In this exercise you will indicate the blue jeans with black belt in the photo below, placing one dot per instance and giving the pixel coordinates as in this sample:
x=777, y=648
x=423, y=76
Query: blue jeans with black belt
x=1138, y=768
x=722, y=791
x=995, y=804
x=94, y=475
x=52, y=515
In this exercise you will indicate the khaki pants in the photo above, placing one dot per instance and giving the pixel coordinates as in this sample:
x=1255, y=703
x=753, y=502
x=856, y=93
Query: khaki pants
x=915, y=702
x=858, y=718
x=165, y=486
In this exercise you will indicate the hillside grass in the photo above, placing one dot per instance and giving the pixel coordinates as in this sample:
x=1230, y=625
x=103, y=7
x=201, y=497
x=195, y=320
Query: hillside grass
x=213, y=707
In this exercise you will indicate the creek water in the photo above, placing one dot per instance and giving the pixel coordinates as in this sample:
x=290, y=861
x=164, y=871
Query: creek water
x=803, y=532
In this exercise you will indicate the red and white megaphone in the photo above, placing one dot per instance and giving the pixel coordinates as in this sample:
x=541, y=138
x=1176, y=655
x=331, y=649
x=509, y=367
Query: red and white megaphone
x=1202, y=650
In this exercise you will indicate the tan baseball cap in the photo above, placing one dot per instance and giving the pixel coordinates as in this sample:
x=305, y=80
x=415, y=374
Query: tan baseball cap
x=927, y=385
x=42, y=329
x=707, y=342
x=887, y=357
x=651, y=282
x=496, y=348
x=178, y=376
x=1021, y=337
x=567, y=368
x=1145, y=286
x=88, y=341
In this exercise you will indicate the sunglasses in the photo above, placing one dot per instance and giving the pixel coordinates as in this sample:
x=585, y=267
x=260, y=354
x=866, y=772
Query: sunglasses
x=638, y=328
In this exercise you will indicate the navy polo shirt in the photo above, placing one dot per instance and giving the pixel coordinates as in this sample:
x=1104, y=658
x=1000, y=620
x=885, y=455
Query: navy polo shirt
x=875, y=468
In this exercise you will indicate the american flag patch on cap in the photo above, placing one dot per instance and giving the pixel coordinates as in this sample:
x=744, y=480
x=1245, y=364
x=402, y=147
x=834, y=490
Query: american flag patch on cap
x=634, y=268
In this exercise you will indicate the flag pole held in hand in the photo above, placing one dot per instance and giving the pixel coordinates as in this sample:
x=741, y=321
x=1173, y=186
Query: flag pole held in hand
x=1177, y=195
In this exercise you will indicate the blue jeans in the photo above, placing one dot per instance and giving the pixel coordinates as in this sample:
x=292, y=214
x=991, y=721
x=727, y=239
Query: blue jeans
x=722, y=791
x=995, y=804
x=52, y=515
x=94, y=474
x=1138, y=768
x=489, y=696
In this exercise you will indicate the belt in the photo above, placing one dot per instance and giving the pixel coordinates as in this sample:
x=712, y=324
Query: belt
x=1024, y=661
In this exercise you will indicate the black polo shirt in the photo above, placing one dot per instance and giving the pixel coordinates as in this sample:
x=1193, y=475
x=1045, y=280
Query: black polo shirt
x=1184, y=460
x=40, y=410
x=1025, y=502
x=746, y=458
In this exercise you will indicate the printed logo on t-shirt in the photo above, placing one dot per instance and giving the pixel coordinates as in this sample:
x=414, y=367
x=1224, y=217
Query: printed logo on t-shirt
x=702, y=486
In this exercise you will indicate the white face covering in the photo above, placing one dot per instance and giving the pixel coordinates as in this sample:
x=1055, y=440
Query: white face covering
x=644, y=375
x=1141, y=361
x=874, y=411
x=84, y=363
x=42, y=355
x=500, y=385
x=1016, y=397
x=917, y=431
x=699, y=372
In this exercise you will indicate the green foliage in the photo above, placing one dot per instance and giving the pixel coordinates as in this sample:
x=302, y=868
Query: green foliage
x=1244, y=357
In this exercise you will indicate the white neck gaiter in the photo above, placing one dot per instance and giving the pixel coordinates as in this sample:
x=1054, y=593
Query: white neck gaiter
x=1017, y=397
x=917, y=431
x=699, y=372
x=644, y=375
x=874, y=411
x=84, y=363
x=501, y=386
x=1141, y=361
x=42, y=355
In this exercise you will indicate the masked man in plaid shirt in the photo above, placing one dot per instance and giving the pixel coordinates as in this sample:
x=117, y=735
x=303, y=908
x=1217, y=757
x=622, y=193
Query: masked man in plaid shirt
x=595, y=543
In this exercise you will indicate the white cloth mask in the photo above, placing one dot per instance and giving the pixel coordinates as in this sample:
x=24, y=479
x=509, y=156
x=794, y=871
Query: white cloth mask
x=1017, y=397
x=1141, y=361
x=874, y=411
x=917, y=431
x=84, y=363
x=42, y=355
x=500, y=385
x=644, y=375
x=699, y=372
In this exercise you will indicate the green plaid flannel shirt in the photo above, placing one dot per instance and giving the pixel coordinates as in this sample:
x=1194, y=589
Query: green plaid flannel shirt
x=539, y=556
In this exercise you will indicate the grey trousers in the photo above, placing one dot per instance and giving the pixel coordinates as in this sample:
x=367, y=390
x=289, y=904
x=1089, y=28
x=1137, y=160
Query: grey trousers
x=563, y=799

» **ASSIGNMENT**
Could you return the data above exactly as it stands?

» **OUTPUT FOR THIS EXERCISE**
In this exercise you will indicate the blue jeans with black belt in the photo below, placing one dot per instance and giving the pixel coordinates as in this sample:
x=777, y=648
x=423, y=76
Query: blue jeans with black belt
x=1138, y=768
x=722, y=791
x=995, y=804
x=94, y=475
x=52, y=515
In this exercise you will indicate the khaki pants in the photo above, placing one dot per instance and giving the pixel coordinates as in this sample:
x=1255, y=703
x=753, y=502
x=856, y=93
Query: khaki pants
x=915, y=702
x=858, y=718
x=165, y=486
In this exercise you will indicate the hillside grass in the photo above, placing one dot per instance and giving the pixel coordinates as in this sample:
x=1230, y=625
x=103, y=7
x=201, y=497
x=195, y=320
Query: hillside grass
x=213, y=707
In this exercise you will indicate the creek water in the photo above, placing one dot per instance and giving the pixel coordinates as in this sample:
x=290, y=861
x=164, y=871
Query: creek water
x=803, y=532
In this exercise you will indicate the red and white megaphone in the photo above, placing one dot per instance and giving the pixel coordinates as in this sample:
x=541, y=138
x=1176, y=655
x=331, y=649
x=509, y=367
Query: red and white megaphone
x=1202, y=650
In this exercise you will indicate the tan baseball cap in the photo above, placing one dot per instance and giving the pixel coordinates as in this sample:
x=305, y=80
x=415, y=374
Query: tan baseball cap
x=927, y=385
x=42, y=329
x=707, y=342
x=887, y=357
x=651, y=282
x=496, y=348
x=178, y=376
x=1021, y=337
x=567, y=368
x=1145, y=286
x=88, y=341
In this exercise you will indicate the sunglasses in the photo above, placing one dot per instance and giving the pixel coordinates as in this sample:
x=585, y=267
x=260, y=354
x=866, y=772
Query: sunglasses
x=638, y=328
In this exercise you will indicate the navy polo shirt in the photo above, placing one dot per instance and giving the pixel coordinates as in this sample:
x=1104, y=658
x=1000, y=620
x=885, y=455
Query: navy polo shirt
x=875, y=468
In this exercise you will indicate the american flag patch on cap in the photo above, placing one dot per instance and giving the pixel coordinates as in this sample:
x=744, y=480
x=1245, y=364
x=402, y=147
x=834, y=490
Query: american flag patch on cap
x=634, y=268
In this exercise you will indicate the flag pole held in hand in the photo above, placing one dot per instance and giving the pixel coordinates as in this sample:
x=741, y=321
x=1173, y=186
Query: flag pole held in hand
x=1177, y=195
In this exercise you will indicate the blue jeans in the photo above, placing one dot per instance and giving the pixel coordinates as in this sample:
x=292, y=214
x=991, y=721
x=727, y=239
Query: blue jeans
x=722, y=791
x=995, y=804
x=52, y=515
x=94, y=474
x=1138, y=768
x=489, y=696
In this exercise you will indicate the belt in the photo above, placing one dot per instance and giving the pixel coordinates as in this sample:
x=712, y=324
Query: belt
x=1024, y=661
In this exercise you will indicate the black polo shirt in the photo above, placing one dot per instance and giving the pixel coordinates as in this sample:
x=1193, y=475
x=1045, y=280
Query: black polo shirt
x=1184, y=460
x=40, y=410
x=1025, y=502
x=746, y=458
In this exercise you will indicate the printed logo on t-shirt in the photo above, placing one dot per instance and giving the pixel coordinates as in this sample:
x=414, y=367
x=1224, y=217
Query: printed logo on t-shirt
x=702, y=486
In this exercise you will indicate the white face covering in the photo above, placing one dot per instance and giving the pixel coordinates as in this sample:
x=1055, y=440
Query: white face covering
x=644, y=375
x=1141, y=361
x=874, y=411
x=84, y=363
x=42, y=355
x=500, y=385
x=1016, y=397
x=917, y=431
x=699, y=372
In this exercise you will indicate the green foliage in the photo above, placing one dot per instance and giving the pixel coordinates as in this sample:
x=302, y=868
Query: green foliage
x=1244, y=357
In this exercise you will indicate the white neck gaiter in the photo above, placing one dot per instance and giving the pixel coordinates as in this sample:
x=1054, y=593
Query: white neck gaiter
x=1017, y=397
x=917, y=431
x=699, y=372
x=644, y=375
x=874, y=411
x=84, y=363
x=501, y=386
x=1141, y=361
x=42, y=355
In this exercise you will indicate the masked man in plaid shirt in the photo above, placing one dot per instance and giving the pixel coordinates as in this sample:
x=117, y=735
x=303, y=908
x=1217, y=757
x=622, y=193
Query: masked man in plaid shirt
x=595, y=543
In this exercise you will indicate the white cloth mask in the photo above, placing one dot per instance and giving the pixel coordinates as in this sample:
x=24, y=479
x=509, y=156
x=794, y=871
Query: white cloth mask
x=1017, y=397
x=1141, y=361
x=874, y=411
x=917, y=431
x=84, y=363
x=42, y=355
x=500, y=385
x=644, y=375
x=699, y=372
In this exercise you will indicate the green plaid flannel shirt in the photo above, placing one dot per instance and giving the pixel coordinates as in this sample:
x=1194, y=589
Query: green plaid flannel shirt
x=539, y=556
In this exercise you will indicate the grey trousers in the photo above, placing one dot per instance and giving the pixel coordinates as in this sample:
x=367, y=390
x=289, y=904
x=1089, y=28
x=1137, y=160
Query: grey trousers
x=563, y=799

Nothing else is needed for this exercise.